## [Extrait du texte]
══════════
Le Québec, un important producteur mondial, ne fabriquera plus de papier journal contenant des fibres recyclées, avec la fermeture de l'atelier de pâte désencrée de Kruger à Bromptonville, le dernier encore en activité.

C'est un autre coup dur pour l'industrie du recyclage au Québec, qui se porte déjà très mal. Le papier, le verre et le plastique récupérés à grands frais sont de plus en plus expédiés dans les sites d'enfouissement ou exportés en Asie.

Chez Kruger, on explique qu'on n'avait pas le choix. La demande n'était tout simplement plus là, dit Daniel Archambault, vice-président exécutif et chef de l'exploitation de Kruger, lors d'un entretien avec La Presse Affaires.

«Le papier journal qui contient de la fibre recyclée coûte plus cher à produire, et ça ne se vend pas plus cher», a-t-il précisé.

Importer de vieux journaux

L'entreprise devait importer la plus grande partie des vieux journaux depuis les États-Unis, ce qui, avec la baisse de la valeur du dollar canadien, lui coûtait de plus en plus cher. La décision de cesser de produire du papier journal à contenu recyclé s'est imposée, d'autant que le marché des journaux est en crise et que la consommation de papier journal est en chute libre en Amérique du Nord.

Au début des années 90, le gouvernement du Québec avait aidé financièrement les producteurs de pâtes et papiers à se doter d'installations de désencrage pour inclure une partie de fibres recyclées dans leur production.

Avec la fermeture des installations de Kruger à Bromptonville, il ne reste plus qu'une usine au Canada qui produit du papier journal avec une part de contenu recyclé, celle de Résolu à Thorold, en Ontario.

Le retrait de Kruger de ce marché libérera de 100 000 à 120 000 tonnes de vieux papiers par an. Faute de gros utilisateurs, les journaux récupérés ici seront exportés, surtout en Chine, comme un grand nombre d'autres produits qui se retrouvent dans les bacs de récupération du Québec.

Même si son taux de récupération est relativement élevé, le Québec a de plus en plus de mal à recycler la matière récupérée, qui finit par être vendue à des courtiers qui l'exportent sur les marchés mondiaux.

«Ce qu'on exporte, c'est une matière qui a coûté très cher aux contribuables pour la récupération, le tri et le transport», déplore Karel Ménard, du Front commun québécois pour la gestion écologique des déchets.
══════════
## [Consigne]
D'après le texte sur la fermeture de l'atelier de Kruger, répondez brièvement :
(a) Dans quelle ville se trouve l'atelier de pâte désencrée que Kruger ferme ?
(b) Quelle usine reste la seule au Canada à produire du papier journal avec une part de contenu recyclé ?
(c) Quelle quantité de vieux papiers le retrait de Kruger libérera-t-il chaque année ?

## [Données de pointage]
══════════
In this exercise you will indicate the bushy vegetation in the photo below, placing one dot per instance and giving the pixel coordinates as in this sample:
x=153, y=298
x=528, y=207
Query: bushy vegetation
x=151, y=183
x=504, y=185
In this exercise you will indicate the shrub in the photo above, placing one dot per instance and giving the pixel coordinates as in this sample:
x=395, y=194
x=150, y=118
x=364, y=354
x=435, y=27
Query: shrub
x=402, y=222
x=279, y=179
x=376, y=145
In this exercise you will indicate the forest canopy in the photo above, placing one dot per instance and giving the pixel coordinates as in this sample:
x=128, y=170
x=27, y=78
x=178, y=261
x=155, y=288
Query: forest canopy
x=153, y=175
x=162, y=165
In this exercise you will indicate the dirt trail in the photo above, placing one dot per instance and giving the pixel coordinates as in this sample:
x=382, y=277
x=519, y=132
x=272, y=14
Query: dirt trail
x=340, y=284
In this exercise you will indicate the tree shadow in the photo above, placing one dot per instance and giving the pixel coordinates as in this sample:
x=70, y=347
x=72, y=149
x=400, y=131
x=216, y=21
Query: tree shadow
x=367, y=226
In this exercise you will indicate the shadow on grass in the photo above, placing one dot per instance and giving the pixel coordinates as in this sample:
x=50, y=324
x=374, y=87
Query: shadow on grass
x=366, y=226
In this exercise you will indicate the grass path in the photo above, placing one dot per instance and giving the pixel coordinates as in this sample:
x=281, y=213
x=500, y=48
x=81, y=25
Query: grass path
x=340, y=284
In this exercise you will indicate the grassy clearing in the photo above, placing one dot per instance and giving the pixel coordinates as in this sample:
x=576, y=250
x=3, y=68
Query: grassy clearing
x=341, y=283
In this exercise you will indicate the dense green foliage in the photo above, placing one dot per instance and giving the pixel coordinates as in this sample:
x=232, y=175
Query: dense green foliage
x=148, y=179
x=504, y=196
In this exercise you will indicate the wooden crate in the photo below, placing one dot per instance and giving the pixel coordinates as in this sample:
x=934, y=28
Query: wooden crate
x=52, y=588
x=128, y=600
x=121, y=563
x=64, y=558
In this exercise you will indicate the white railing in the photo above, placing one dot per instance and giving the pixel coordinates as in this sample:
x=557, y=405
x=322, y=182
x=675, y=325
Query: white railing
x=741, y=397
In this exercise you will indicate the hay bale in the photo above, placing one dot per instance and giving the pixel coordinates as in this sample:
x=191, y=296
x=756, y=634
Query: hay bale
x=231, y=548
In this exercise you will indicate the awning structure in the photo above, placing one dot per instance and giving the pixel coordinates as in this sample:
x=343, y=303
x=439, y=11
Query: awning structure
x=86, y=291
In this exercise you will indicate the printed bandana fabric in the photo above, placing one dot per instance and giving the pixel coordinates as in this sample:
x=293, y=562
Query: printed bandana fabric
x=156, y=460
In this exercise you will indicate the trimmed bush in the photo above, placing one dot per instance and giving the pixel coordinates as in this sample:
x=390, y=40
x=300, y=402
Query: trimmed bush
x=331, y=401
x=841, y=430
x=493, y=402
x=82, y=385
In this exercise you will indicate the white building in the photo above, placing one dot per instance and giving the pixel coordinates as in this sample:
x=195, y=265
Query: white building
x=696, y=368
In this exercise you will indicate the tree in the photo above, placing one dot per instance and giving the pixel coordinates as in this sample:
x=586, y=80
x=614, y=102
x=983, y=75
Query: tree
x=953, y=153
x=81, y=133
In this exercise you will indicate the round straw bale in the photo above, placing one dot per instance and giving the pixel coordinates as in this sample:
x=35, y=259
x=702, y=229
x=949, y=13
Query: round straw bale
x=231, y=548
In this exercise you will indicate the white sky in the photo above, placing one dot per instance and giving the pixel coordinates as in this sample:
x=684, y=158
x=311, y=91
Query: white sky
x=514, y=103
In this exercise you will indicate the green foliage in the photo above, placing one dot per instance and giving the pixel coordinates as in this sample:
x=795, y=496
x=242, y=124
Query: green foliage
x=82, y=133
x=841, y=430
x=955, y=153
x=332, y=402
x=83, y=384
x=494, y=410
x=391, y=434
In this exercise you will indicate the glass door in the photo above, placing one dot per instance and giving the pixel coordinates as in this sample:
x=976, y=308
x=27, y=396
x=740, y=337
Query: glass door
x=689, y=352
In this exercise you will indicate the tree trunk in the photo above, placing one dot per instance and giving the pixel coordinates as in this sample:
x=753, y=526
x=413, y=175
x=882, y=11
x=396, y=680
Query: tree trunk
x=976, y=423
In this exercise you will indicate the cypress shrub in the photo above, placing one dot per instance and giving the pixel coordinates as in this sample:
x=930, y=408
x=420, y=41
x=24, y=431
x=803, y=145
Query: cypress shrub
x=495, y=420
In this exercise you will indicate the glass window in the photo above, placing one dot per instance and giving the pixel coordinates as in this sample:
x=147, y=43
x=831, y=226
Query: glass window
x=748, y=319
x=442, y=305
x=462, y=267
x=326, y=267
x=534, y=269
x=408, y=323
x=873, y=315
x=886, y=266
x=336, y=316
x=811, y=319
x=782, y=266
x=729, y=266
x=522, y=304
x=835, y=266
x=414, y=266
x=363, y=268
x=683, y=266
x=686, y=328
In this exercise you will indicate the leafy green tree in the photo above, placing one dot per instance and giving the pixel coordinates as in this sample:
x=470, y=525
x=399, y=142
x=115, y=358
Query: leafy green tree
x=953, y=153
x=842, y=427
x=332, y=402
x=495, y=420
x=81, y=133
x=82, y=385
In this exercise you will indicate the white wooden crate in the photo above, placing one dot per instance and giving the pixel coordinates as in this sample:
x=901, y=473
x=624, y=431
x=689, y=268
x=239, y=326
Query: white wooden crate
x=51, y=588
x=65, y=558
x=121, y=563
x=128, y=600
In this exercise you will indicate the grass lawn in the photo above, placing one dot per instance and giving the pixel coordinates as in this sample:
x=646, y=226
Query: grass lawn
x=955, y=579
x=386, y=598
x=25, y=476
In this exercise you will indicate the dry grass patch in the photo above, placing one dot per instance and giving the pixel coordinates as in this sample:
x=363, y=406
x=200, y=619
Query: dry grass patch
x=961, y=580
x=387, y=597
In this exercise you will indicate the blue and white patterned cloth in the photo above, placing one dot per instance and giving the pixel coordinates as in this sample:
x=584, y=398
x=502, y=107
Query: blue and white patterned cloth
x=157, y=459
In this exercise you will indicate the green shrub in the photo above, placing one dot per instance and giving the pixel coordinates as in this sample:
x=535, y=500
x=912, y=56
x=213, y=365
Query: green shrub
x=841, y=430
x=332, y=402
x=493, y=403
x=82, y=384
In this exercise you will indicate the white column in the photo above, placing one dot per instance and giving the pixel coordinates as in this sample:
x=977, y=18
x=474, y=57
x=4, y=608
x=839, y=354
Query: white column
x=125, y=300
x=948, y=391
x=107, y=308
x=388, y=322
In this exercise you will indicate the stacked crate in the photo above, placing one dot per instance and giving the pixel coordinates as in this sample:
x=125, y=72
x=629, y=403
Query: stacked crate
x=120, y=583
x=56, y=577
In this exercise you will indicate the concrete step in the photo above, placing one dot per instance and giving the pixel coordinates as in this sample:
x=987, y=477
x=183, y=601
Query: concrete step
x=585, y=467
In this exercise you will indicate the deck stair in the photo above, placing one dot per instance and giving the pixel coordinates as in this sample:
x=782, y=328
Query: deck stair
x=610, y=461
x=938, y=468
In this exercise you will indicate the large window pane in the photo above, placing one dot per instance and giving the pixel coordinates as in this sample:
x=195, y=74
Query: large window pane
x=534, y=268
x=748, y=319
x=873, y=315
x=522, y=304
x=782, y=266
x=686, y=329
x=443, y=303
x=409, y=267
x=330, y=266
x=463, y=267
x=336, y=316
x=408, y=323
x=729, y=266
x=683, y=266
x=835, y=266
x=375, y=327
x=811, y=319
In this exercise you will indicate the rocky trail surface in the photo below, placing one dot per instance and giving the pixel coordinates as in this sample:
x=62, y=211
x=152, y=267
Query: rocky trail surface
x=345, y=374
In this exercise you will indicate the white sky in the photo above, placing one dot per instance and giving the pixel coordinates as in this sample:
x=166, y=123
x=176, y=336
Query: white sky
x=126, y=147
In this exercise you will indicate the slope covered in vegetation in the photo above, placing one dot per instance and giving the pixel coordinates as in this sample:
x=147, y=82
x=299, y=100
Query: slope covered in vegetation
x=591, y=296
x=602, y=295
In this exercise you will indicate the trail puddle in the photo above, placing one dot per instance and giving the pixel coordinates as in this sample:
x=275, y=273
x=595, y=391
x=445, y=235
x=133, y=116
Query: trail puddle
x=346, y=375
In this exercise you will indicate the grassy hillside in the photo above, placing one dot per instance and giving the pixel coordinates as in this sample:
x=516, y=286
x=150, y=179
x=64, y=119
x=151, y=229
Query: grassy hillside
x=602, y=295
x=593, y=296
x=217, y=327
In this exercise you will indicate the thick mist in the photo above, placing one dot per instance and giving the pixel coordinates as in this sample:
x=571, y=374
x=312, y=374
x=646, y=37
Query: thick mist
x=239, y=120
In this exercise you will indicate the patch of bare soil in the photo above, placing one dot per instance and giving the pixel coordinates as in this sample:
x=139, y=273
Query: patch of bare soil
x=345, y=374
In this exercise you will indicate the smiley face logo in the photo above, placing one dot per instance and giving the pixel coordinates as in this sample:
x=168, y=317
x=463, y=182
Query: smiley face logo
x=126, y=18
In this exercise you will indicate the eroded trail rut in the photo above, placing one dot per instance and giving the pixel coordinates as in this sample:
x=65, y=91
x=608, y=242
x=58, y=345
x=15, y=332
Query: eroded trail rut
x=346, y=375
══════════
## [Corrigé]
(a) À Bromptonville.
(b) L'usine de Résolu à Thorold, en Ontario.
(c) De 100 000 à 120 000 tonnes par an.